**Data to use:**
###

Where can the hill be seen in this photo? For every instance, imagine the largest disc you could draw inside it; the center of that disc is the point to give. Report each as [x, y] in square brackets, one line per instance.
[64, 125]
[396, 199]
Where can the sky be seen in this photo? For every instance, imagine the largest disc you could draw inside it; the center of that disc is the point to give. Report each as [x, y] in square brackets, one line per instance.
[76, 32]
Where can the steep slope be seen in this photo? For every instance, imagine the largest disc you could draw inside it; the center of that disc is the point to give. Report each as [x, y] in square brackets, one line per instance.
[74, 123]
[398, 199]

###

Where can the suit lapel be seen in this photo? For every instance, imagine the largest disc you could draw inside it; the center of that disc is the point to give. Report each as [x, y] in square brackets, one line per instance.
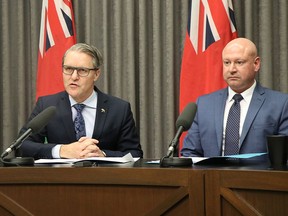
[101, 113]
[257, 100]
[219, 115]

###

**Requirements:** Gather every line of the material above that contains the word "steep". Case counts, so only an exact uppercase and lowercase match qualifies.

**Correct response:**
Where can the steep slope be seen in this photo? For every instance, imagine the largest disc you could draw inside it; the center of that disc is the point to give. Report each as [x, y] in square brackets, one line per instance.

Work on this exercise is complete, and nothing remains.